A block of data
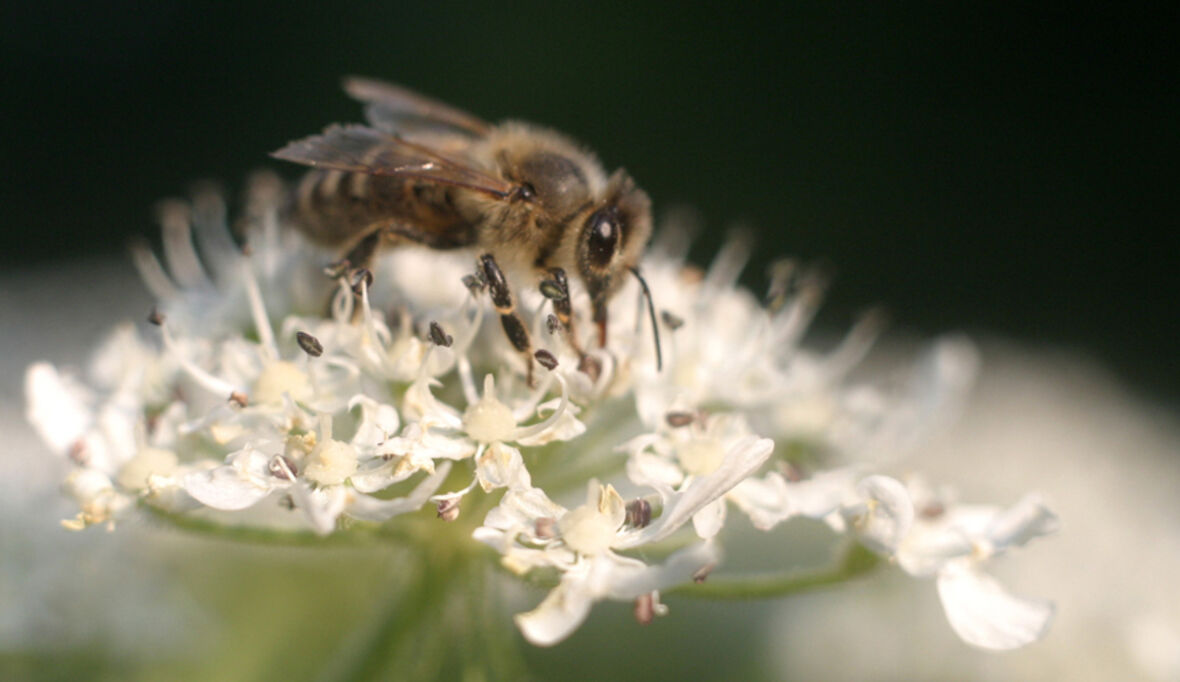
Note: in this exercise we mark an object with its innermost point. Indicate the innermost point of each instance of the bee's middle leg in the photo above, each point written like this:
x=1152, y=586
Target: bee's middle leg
x=502, y=300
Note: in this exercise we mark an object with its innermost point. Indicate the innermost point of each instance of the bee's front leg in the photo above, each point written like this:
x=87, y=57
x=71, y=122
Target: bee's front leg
x=502, y=300
x=557, y=290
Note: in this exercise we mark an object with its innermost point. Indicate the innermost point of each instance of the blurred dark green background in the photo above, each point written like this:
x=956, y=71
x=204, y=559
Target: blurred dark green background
x=979, y=169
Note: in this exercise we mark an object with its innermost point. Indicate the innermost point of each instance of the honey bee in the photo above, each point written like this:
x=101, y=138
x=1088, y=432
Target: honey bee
x=530, y=199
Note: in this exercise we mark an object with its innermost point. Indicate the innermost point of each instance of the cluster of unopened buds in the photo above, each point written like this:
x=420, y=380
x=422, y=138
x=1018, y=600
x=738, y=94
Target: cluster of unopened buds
x=267, y=394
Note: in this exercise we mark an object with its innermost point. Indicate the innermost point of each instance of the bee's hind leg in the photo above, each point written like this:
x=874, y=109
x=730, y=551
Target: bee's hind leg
x=502, y=300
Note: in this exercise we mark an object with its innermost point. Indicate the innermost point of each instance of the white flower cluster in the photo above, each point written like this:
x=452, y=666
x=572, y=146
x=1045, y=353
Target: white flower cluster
x=271, y=395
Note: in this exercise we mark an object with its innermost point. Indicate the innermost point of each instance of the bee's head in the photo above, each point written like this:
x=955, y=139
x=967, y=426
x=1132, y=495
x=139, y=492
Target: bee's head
x=611, y=241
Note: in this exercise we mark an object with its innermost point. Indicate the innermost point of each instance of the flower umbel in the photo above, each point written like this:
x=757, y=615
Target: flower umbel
x=268, y=394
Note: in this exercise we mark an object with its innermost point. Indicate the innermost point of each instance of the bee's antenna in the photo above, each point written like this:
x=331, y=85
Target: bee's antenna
x=651, y=312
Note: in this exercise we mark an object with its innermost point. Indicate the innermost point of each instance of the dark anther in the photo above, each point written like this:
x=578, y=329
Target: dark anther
x=545, y=528
x=591, y=367
x=474, y=284
x=362, y=279
x=672, y=321
x=310, y=345
x=282, y=466
x=546, y=359
x=552, y=290
x=638, y=513
x=438, y=336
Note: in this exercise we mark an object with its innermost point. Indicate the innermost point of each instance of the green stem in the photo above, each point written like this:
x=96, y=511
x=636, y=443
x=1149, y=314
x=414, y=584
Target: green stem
x=856, y=562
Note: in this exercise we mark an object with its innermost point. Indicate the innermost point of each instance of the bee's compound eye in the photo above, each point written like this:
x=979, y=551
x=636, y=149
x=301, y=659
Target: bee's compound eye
x=602, y=236
x=525, y=191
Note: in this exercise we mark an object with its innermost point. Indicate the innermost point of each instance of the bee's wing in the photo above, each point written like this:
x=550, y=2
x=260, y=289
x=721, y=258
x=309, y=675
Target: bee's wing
x=364, y=150
x=395, y=110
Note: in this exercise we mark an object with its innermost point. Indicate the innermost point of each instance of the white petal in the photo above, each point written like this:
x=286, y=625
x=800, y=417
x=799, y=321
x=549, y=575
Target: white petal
x=58, y=407
x=654, y=471
x=224, y=487
x=629, y=582
x=372, y=509
x=743, y=458
x=379, y=421
x=984, y=615
x=887, y=513
x=823, y=492
x=321, y=506
x=502, y=466
x=562, y=611
x=1022, y=522
x=709, y=519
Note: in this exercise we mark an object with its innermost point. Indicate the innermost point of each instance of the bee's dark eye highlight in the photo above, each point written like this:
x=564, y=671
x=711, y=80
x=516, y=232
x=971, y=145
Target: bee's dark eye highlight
x=602, y=236
x=525, y=191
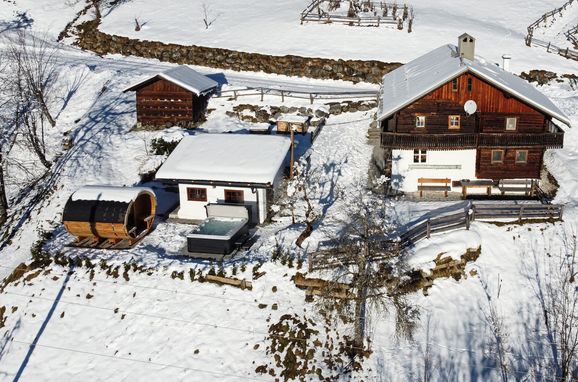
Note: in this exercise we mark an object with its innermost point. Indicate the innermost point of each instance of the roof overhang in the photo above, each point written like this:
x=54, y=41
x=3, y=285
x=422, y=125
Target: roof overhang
x=144, y=82
x=218, y=183
x=465, y=69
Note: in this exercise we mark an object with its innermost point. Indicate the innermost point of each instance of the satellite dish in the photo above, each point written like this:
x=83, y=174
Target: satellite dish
x=470, y=107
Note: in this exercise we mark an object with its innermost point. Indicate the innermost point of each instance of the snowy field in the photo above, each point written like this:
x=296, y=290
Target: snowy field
x=273, y=27
x=151, y=325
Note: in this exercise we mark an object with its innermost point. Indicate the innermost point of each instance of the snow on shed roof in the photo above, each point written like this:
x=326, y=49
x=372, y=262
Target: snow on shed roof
x=293, y=118
x=183, y=76
x=417, y=78
x=232, y=158
x=109, y=193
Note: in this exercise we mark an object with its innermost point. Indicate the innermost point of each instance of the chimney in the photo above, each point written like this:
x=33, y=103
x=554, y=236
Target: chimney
x=506, y=62
x=466, y=46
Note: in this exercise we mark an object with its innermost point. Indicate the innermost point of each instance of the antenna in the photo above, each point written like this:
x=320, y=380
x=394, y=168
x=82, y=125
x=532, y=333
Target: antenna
x=470, y=107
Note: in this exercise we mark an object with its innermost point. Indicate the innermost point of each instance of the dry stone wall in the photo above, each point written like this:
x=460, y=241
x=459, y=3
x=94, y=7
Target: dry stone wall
x=90, y=38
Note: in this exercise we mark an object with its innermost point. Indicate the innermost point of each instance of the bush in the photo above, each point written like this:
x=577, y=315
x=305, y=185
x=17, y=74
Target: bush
x=161, y=146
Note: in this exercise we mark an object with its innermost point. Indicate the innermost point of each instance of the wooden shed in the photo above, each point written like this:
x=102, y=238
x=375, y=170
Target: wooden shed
x=287, y=122
x=109, y=217
x=178, y=96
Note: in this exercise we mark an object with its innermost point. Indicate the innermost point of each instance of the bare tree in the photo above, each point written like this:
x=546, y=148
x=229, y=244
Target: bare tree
x=556, y=288
x=36, y=68
x=208, y=18
x=365, y=259
x=33, y=74
x=499, y=331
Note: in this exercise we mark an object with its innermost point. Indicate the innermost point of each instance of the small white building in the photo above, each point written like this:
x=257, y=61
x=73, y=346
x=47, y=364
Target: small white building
x=226, y=168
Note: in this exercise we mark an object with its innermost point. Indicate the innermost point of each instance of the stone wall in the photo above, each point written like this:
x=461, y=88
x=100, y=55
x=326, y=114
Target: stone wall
x=90, y=38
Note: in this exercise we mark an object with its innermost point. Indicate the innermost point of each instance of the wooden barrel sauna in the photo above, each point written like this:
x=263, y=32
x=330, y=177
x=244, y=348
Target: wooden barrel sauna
x=114, y=214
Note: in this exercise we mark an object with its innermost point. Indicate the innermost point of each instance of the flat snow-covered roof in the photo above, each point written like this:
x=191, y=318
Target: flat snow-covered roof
x=183, y=76
x=109, y=193
x=417, y=78
x=243, y=158
x=293, y=118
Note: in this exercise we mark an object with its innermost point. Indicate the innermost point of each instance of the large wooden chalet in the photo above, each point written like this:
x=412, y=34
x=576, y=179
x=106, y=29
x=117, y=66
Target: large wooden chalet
x=449, y=115
x=177, y=96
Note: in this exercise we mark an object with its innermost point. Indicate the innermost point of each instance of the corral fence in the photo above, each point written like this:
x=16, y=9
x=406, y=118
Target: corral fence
x=383, y=14
x=330, y=258
x=480, y=211
x=570, y=34
x=301, y=94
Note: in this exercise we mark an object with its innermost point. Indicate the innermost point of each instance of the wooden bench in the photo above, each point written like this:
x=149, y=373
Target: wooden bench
x=433, y=184
x=517, y=185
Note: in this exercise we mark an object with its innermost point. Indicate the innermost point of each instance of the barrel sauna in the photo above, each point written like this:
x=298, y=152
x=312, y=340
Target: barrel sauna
x=117, y=215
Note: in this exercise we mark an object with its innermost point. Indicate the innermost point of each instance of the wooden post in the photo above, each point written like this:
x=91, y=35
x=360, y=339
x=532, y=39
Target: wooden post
x=292, y=153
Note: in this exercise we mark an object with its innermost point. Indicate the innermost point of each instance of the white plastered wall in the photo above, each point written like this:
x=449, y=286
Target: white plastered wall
x=452, y=164
x=255, y=198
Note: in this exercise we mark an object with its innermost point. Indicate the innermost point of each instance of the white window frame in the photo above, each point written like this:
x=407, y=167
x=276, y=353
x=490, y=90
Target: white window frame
x=525, y=161
x=508, y=121
x=420, y=121
x=457, y=118
x=419, y=156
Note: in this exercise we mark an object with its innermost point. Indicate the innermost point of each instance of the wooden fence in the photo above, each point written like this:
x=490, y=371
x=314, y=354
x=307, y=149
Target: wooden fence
x=564, y=52
x=311, y=96
x=314, y=13
x=325, y=259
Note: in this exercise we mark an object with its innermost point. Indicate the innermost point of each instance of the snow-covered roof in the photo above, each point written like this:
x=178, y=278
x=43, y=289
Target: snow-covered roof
x=293, y=118
x=414, y=80
x=183, y=76
x=243, y=158
x=109, y=193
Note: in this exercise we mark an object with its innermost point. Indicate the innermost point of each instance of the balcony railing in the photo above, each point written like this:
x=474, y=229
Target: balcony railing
x=550, y=140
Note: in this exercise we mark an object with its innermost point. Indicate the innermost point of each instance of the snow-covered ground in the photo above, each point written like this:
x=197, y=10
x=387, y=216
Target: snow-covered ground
x=158, y=327
x=274, y=28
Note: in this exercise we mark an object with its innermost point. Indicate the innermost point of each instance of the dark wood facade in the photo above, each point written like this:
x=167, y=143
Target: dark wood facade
x=160, y=103
x=490, y=128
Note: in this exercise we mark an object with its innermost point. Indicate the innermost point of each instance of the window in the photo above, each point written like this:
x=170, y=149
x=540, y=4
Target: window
x=419, y=156
x=497, y=156
x=196, y=194
x=511, y=123
x=521, y=156
x=454, y=121
x=420, y=121
x=234, y=196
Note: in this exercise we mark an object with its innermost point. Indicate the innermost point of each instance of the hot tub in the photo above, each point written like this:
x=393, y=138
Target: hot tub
x=225, y=225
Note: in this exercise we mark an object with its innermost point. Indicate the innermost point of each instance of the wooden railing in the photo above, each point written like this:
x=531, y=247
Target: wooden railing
x=564, y=52
x=471, y=140
x=462, y=219
x=478, y=211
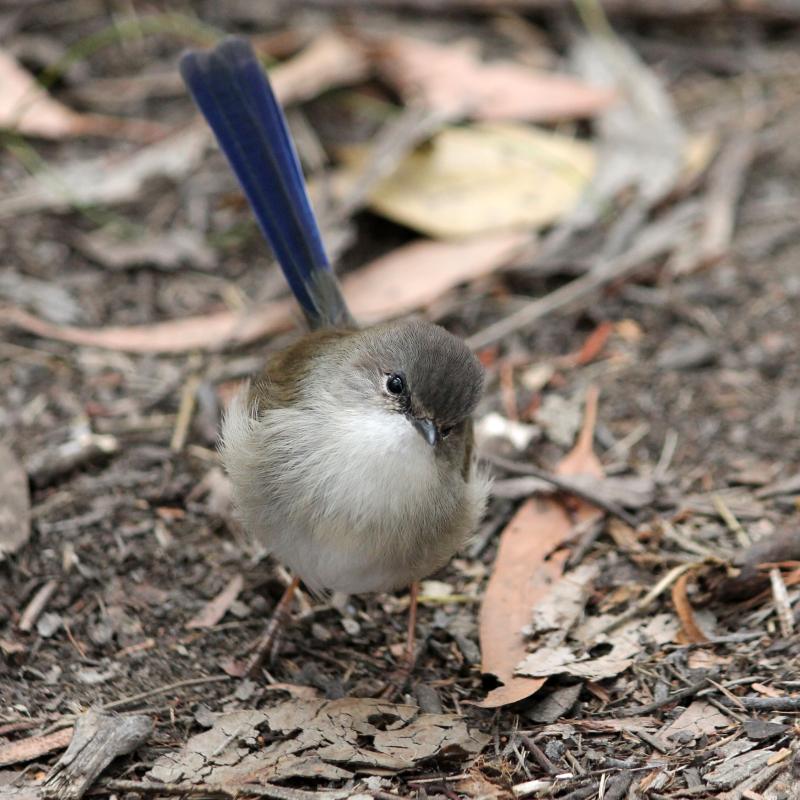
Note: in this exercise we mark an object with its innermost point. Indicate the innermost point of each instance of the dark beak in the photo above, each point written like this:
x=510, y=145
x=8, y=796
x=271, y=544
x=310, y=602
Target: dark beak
x=428, y=429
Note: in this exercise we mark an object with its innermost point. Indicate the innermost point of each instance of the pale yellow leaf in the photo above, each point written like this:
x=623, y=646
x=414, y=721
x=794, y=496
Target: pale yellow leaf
x=486, y=178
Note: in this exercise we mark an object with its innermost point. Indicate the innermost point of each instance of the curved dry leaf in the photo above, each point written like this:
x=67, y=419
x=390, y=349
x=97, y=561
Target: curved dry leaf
x=319, y=738
x=452, y=78
x=527, y=565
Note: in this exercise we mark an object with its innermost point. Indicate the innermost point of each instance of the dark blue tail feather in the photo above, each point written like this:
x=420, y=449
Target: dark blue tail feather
x=231, y=89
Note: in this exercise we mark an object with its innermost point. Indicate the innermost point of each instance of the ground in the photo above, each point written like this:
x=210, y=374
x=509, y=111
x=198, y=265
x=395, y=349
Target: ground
x=134, y=543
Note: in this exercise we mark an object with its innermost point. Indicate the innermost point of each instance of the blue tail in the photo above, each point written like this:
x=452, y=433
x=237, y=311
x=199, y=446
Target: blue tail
x=231, y=89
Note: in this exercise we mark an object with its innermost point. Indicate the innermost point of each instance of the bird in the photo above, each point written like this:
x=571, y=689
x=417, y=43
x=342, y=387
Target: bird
x=351, y=455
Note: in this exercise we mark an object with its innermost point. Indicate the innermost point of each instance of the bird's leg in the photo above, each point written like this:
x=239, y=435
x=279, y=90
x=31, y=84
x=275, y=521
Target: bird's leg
x=413, y=593
x=268, y=639
x=400, y=677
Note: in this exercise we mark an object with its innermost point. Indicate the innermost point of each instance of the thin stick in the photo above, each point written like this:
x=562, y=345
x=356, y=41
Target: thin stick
x=657, y=590
x=163, y=690
x=185, y=412
x=655, y=240
x=565, y=485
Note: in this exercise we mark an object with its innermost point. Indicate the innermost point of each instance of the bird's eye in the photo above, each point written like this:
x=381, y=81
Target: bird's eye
x=395, y=384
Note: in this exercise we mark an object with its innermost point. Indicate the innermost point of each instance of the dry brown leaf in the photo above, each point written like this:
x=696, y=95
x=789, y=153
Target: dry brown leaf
x=407, y=278
x=698, y=719
x=319, y=739
x=528, y=562
x=482, y=179
x=26, y=108
x=452, y=79
x=15, y=504
x=626, y=641
x=34, y=747
x=215, y=609
x=683, y=608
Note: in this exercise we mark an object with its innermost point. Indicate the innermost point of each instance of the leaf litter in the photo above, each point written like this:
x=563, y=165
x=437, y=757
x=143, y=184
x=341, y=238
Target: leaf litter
x=330, y=739
x=608, y=604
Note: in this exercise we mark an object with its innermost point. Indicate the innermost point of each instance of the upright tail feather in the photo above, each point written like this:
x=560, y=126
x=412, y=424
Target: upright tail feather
x=230, y=87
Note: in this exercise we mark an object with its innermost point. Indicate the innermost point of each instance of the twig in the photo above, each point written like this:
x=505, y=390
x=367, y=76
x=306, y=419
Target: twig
x=755, y=703
x=725, y=184
x=565, y=485
x=729, y=518
x=783, y=605
x=209, y=790
x=649, y=708
x=655, y=240
x=135, y=698
x=658, y=589
x=36, y=606
x=185, y=411
x=539, y=755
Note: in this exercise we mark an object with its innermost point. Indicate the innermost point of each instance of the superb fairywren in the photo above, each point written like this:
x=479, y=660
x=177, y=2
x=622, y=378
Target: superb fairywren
x=351, y=456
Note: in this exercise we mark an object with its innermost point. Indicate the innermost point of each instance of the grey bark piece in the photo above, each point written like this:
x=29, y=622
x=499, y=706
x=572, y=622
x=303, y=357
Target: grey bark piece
x=98, y=739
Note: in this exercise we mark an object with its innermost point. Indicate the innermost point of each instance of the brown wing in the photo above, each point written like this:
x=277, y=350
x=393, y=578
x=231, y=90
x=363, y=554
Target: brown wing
x=280, y=383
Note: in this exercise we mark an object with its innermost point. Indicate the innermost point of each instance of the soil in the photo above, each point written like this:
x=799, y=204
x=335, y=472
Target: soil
x=136, y=543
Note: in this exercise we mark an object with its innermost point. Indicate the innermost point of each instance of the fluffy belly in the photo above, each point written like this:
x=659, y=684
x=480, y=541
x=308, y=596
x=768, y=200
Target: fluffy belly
x=365, y=508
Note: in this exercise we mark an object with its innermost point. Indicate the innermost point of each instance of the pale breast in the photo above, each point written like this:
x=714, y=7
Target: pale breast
x=352, y=502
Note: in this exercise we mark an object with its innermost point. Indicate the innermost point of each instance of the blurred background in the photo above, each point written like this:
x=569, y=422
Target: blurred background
x=592, y=194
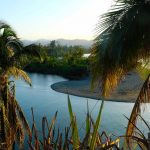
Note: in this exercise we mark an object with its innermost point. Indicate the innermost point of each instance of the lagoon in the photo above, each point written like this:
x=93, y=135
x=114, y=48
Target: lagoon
x=46, y=102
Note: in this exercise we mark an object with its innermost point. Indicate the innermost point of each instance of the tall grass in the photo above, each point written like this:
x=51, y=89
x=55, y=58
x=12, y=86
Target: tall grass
x=52, y=138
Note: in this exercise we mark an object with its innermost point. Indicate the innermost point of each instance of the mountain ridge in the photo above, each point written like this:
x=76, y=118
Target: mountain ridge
x=61, y=41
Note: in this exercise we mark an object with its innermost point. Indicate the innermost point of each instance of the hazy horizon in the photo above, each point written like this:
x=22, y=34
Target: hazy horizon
x=37, y=19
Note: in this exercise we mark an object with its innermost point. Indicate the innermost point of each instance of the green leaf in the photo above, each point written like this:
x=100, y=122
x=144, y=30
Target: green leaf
x=75, y=135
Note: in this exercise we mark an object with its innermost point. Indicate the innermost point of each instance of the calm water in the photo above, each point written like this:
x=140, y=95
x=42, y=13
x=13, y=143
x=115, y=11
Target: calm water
x=46, y=102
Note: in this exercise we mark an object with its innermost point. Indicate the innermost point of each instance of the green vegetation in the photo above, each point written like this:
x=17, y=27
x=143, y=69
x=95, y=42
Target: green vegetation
x=123, y=42
x=52, y=139
x=115, y=52
x=12, y=119
x=60, y=60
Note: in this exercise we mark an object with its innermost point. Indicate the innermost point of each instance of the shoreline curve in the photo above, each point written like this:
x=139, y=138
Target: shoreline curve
x=126, y=92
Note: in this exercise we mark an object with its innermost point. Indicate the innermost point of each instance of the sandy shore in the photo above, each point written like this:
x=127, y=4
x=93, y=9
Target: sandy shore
x=127, y=91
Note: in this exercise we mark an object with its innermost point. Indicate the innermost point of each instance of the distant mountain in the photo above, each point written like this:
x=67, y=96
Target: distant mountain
x=84, y=43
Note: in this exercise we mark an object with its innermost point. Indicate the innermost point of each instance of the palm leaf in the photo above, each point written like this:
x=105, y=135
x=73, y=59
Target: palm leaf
x=116, y=51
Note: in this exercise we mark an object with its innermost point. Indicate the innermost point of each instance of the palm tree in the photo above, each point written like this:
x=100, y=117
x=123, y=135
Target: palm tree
x=123, y=41
x=12, y=119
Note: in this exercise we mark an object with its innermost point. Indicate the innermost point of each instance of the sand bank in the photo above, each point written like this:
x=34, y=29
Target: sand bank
x=127, y=90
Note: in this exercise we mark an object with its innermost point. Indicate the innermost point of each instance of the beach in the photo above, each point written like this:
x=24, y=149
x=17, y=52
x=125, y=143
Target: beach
x=127, y=90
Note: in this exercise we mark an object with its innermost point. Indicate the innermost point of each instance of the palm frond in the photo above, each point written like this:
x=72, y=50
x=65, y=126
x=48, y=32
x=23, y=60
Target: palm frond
x=116, y=51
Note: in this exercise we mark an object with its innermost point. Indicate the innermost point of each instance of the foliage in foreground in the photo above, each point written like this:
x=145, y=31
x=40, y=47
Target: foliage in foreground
x=53, y=139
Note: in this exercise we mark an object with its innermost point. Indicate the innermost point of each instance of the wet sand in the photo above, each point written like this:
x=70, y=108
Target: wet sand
x=127, y=90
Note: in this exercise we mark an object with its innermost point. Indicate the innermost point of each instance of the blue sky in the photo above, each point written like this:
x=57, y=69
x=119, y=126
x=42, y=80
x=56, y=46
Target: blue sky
x=53, y=19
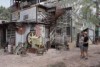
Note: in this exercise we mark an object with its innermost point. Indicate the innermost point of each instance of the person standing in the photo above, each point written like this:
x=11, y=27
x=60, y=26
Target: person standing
x=81, y=39
x=85, y=45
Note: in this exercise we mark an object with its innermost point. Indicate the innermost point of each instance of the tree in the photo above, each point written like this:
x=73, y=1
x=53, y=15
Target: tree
x=4, y=13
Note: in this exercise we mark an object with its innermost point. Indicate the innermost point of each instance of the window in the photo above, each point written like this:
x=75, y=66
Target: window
x=25, y=17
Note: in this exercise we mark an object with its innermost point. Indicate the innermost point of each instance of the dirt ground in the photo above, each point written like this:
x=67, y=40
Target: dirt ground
x=53, y=58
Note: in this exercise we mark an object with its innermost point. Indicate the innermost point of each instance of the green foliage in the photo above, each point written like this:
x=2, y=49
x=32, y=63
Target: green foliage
x=4, y=13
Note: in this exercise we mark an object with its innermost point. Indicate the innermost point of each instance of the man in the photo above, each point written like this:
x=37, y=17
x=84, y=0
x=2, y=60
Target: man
x=85, y=45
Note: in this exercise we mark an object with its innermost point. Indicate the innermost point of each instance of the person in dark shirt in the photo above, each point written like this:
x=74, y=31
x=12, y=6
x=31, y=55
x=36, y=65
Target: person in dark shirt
x=85, y=45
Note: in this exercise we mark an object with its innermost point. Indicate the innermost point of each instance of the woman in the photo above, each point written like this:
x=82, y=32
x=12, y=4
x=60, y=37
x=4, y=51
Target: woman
x=81, y=39
x=85, y=45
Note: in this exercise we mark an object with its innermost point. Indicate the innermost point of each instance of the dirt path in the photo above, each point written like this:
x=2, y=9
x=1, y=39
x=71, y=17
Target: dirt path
x=53, y=58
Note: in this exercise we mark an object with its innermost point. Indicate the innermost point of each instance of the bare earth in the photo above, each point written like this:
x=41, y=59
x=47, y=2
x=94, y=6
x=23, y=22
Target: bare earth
x=53, y=58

* _EXERCISE GOAL_
Render the lines of the records as a JSON list of strings, one string per line with blank lines omitted, beginning with the line that contains "the bee's head" and continuing through the line that contains "x=611, y=241", both inclusive.

* _RESPONSE TO THE TASK_
[
  "Note: in this exercise we mark an object with its innermost point. Indicate the innermost point of each instance of the bee's head in the photo above, each point written like this:",
  "x=955, y=139",
  "x=967, y=426",
  "x=1132, y=495",
  "x=139, y=492",
  "Target: bee's head",
  "x=611, y=241"
]